**Source extract**
╔══

# Turbo Timer help



## SubaruBlue200sx (Mar 21, 2004)

Hey everyone been awhile since ive posted.. my turbo set up has been running nicely for about 2 months now.. except for a little bit of richness.. which will be finally fixed after the installation of FPR from nismo. 
i just picked up and apexi turbo timer. my question is has anyone installed one yet in their GA. im assuming they do not make a vehicle spicific harness for our cars. would that mean id have to cut the 3 prong adapter i have for power, and 2 ignitions wires and run them directly?.
id like to get a game plan goin before i tackle this... im also gonna relocate my bat to the trunk and rerun the filter and intake piping on the compressor side more to the fender and away from the motor.. hopefully my old intake can help me in this process. i'll have some photos finally put up once its all cleaned up.. as well as some dyno numbers after i take a trip to get my car tuned and checked out.
but for all those thinking about turbo.....take it from me. its amazing.


----------



## wes (Apr 30, 2002)

http://www.brazosport.edu/~lshadoff/turbo/timer.html


----------



## aminidab (Apr 30, 2002)

SubaruBlue200sx said:


> Hey everyone been awhile since ive posted.. my turbo set up has been running nicely for about 2 months now.. except for a little bit of richness.. which will be finally fixed after the installation of FPR from nismo.
> i just picked up and apexi turbo timer. my question is has anyone installed one yet in their GA. im assuming they do not make a vehicle spicific harness for our cars. would that mean id have to cut the 3 prong adapter i have for power, and 2 ignitions wires and run them directly?.

╚══

Point labeling examples

╔══

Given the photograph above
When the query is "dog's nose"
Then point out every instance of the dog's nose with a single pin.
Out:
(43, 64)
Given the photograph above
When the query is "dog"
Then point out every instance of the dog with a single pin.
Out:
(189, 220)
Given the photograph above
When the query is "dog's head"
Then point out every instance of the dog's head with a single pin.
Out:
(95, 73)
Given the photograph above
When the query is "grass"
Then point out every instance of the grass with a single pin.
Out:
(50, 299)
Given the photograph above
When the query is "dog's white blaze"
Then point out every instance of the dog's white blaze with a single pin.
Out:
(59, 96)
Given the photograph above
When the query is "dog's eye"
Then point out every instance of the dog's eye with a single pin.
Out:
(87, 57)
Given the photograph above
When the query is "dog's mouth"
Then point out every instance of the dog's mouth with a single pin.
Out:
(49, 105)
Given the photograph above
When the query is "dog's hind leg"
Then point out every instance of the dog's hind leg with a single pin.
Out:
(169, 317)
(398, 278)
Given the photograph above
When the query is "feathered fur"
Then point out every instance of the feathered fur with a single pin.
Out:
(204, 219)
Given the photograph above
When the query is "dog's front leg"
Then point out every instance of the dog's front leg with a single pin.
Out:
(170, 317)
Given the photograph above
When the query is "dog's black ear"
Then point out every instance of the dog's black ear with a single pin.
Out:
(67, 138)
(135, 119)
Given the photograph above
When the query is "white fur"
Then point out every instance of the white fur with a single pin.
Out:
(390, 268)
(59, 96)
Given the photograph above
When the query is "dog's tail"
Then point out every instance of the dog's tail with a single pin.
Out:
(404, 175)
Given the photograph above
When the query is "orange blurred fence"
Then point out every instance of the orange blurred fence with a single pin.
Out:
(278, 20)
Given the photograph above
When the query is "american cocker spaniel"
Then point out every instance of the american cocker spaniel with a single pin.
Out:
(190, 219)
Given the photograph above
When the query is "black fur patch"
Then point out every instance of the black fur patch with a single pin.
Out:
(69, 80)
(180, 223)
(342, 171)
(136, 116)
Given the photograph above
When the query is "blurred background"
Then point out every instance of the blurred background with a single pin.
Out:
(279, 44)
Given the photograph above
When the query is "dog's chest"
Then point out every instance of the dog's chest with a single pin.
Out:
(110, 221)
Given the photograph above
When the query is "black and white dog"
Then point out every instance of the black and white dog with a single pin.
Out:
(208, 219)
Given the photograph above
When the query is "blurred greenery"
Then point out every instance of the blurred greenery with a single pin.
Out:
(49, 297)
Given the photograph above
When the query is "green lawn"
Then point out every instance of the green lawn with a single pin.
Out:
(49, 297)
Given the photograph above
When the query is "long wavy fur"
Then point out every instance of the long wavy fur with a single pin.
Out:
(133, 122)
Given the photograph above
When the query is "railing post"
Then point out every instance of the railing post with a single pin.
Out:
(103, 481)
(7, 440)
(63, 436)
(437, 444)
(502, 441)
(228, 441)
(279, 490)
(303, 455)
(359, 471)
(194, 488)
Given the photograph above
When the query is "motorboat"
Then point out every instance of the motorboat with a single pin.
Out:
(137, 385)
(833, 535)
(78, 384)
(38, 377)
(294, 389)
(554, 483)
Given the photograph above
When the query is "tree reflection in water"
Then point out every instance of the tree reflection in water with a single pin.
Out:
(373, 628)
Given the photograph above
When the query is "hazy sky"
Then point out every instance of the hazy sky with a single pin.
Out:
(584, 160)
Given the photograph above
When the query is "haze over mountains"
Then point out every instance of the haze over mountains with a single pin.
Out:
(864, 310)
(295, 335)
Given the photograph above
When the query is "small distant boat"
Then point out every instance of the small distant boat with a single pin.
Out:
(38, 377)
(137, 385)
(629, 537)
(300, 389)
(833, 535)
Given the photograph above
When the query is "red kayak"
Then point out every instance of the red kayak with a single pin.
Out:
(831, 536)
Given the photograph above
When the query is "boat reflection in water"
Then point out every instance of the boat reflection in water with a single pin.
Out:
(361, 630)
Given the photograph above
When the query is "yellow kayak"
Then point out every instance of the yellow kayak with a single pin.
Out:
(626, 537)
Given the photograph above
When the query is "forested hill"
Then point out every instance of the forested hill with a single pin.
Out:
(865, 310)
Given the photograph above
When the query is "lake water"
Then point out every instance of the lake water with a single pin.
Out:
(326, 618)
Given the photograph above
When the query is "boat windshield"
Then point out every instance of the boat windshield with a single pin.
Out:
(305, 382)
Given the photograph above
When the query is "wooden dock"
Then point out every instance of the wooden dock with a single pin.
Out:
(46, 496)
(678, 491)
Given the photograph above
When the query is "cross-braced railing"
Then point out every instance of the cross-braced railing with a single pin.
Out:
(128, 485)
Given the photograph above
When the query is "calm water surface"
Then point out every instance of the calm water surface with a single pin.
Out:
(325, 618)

╚══

**Challenge**
Write the next part of the turbo timer thread, picking up right after its last line. These records have no connection to the turbo timer thread.

**Written answer**
> id like to get a game plan goin before i tackle this... im also gonna relocate my bat to the trunk and rerun the filter and intake piping on the compressor side more to the fender and away from the motor.. hopefully my old intake can help me in this process. i'll have some photos finally put up once its all cleaned up.. as well as some dyno numbers after i take a trip to get my car tuned and checked out.
> but for all those thinking about turbo.....take it from me. its amazing.



I don't have any advice on the turbo timer, but I noticed you're planning on relocating the battery and running the intake pipe in that area. I'm also doing that soon. If you're thinking of upgrading to the cobra MAF in the future, you might think of runnig a 3" pipe from the MAF to the compressor, then use a reducer coupler from the pipe to the MAF. Just a thought, then you wouldn't have to repeat the effort later.

Looking forward to seeing some pics and a dyno!


----------



## Joel (Jun 11, 2003)

you also need to put it infront of any alarm wiring


----------



## SubaruBlue200sx (Mar 21, 2004)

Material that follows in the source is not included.